==== ИСХОДНЫЙ ТЕКСТ
Павел Свердлов. Дневники Окрестина. Эпизод 1: Задержание

120709 Sverdlov Dnevnik 1.mp3

Дневники Окрестина. Эпизод 2: Суд

Дневники Окрестина. Эпизод 3: Инструкция по эксплуатации

Дневники Окрестина. Эпизод 4: Словарь

Кулинары Окрестина: В сутки ― 19000 на заключенного. Три каши, суп, котлета

В твиттере мне советуют каждый день выходить из квартиры с включенным диктофоном. Даже в магазин или вынести мусор. Я так делать не буду, потому что имею право жить спокойно, не боясь. После того, что произошло 22 июня, я знаю: доказательства того, что я не матерился / не потреблял / не верблюд, могут понадобится в любой день. Но основание ли это превратить свою жизнь в ежедневный шухер?

Но обо всем по порядку.
========
ЗАДАНИЯ.
1 > Перепишите фрагмент исходного текста, начиная с «Дневники Окрестина. Эпизод 2: Суд» и заканчивая «всем по порядку.», заменив «диктофоном» на «телефоном».
2 > Определите, соответствуют ли исходному тексту утверждения (a), (b) и (c). На каждое ответьте «да» или «нет» и приведите решающие слова текста в виде точной цитаты.
(a) Автор собирается каждый день выходить из квартиры с включенным диктофоном.
(b) Советы автору дают в твиттере.
(c) Третий эпизод дневников называется «Словарь».
Для работы записи не нужны.
==== ЗАПИСИ НАБОРА ДАННЫХ
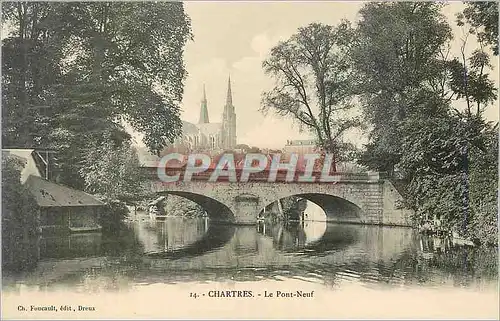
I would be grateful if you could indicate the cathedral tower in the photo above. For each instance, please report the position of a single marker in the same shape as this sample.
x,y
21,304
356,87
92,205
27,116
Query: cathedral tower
x,y
204,109
229,120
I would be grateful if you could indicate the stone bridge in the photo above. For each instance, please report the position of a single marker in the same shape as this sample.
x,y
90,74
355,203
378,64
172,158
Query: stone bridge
x,y
364,198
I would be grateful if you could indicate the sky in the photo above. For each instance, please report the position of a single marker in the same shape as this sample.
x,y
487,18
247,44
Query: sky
x,y
233,38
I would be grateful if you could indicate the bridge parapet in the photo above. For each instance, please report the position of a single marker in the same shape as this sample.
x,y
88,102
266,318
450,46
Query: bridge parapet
x,y
264,176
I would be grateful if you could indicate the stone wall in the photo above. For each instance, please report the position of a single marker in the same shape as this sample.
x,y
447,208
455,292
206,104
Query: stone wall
x,y
375,201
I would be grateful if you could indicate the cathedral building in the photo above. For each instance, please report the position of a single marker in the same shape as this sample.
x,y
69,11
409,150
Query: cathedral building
x,y
207,136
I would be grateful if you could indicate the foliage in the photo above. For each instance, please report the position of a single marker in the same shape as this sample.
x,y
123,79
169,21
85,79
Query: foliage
x,y
314,81
398,57
72,72
19,218
113,172
451,166
483,16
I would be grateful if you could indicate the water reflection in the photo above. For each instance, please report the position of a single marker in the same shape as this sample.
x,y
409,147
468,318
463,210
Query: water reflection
x,y
178,250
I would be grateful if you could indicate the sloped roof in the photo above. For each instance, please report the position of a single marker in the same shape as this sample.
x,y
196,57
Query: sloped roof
x,y
49,194
146,158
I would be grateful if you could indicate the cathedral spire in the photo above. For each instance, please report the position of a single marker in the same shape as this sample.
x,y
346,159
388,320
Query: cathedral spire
x,y
229,98
204,109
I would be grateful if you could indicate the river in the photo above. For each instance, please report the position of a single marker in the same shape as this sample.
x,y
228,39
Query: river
x,y
178,251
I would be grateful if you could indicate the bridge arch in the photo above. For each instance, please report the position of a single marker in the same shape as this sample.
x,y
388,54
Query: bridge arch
x,y
335,208
216,210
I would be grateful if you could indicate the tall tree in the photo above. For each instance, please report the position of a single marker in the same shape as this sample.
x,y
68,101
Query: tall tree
x,y
314,82
400,58
31,70
91,66
483,17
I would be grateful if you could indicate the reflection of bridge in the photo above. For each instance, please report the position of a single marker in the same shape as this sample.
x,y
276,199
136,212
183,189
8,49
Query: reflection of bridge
x,y
361,197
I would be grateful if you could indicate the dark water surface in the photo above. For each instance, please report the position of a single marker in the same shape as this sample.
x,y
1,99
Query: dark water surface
x,y
179,250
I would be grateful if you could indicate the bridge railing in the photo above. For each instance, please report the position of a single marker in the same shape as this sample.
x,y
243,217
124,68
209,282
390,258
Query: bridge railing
x,y
263,176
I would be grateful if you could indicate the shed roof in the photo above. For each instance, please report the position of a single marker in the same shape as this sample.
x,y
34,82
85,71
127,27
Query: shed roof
x,y
49,194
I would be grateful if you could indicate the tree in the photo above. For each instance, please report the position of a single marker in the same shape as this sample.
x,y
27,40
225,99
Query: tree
x,y
19,219
31,70
313,81
483,17
400,60
74,71
113,172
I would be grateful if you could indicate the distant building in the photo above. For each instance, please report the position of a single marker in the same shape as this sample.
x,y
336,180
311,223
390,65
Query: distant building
x,y
207,136
60,207
300,146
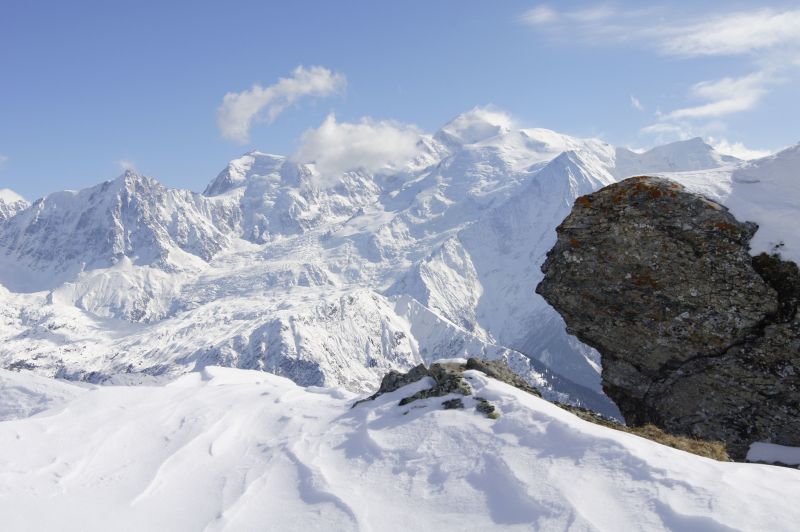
========
ОТВЕТЫ К ЗАДАНИЯМ.
1 >
Дневники Окрестина. Эпизод 2: Суд

Дневники Окрестина. Эпизод 3: Инструкция по эксплуатации

Дневники Окрестина. Эпизод 4: Словарь

Кулинары Окрестина: В сутки ― 19000 на заключенного. Три каши, суп, котлета

В твиттере мне советуют каждый день выходить из квартиры с включенным телефоном. Даже в магазин или вынести мусор. Я так делать не буду, потому что имею право жить спокойно, не боясь. После того, что произошло 22 июня, я знаю: доказательства того, что я не матерился / не потреблял / не верблюд, могут понадобится в любой день. Но основание ли это превратить свою жизнь в ежедневный шухер?

Но обо всем по порядку.

2 >
(a) Нет: «Я так делать не буду».
(b) Да: «В твиттере мне советуют».
(c) Нет: «Дневники Окрестина. Эпизод 3: Инструкция по эксплуатации».